What to work on>
Tally the lines in the listing below that contain the word "wall" and give only the count.

# Exercise materials start

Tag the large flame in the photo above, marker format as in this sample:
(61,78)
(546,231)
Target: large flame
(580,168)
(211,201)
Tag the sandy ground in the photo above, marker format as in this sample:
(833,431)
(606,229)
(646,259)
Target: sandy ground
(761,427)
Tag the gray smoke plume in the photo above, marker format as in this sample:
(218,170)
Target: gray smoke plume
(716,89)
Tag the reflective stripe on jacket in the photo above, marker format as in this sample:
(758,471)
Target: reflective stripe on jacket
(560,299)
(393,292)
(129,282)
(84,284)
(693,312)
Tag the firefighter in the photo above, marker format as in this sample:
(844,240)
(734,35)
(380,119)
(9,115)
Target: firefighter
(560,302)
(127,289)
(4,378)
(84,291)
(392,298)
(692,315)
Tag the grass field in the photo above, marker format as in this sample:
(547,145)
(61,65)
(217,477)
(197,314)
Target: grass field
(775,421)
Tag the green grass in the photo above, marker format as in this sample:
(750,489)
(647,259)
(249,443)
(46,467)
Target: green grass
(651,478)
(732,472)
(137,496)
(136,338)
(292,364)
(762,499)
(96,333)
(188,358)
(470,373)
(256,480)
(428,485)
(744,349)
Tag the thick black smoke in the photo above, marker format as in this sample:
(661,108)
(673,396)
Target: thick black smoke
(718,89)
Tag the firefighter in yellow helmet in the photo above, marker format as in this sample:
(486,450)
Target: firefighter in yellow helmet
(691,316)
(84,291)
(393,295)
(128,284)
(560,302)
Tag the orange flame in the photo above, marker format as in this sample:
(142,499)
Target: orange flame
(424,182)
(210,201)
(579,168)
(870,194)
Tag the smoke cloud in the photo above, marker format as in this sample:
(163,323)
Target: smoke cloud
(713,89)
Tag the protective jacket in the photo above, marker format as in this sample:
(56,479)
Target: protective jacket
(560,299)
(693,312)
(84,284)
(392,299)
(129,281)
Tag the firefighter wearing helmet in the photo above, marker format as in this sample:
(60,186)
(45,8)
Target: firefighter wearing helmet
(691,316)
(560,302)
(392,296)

# Exercise materials end
# Exercise materials start

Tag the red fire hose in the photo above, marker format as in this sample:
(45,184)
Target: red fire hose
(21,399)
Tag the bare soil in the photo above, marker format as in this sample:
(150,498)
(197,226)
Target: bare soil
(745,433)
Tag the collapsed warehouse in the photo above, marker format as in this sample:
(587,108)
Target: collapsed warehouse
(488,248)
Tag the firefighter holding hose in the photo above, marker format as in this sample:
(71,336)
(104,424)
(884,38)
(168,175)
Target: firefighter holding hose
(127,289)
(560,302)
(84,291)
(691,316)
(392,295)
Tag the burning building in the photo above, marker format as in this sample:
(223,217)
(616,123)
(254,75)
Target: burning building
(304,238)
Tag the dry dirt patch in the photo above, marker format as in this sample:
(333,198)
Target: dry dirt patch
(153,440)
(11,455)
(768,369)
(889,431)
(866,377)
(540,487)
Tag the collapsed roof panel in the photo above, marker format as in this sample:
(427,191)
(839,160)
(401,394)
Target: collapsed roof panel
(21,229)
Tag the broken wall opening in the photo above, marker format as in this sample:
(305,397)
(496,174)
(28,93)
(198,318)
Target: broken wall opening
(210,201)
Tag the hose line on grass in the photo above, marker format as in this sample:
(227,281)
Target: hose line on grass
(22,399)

# Exercise materials end

Output for this task>
2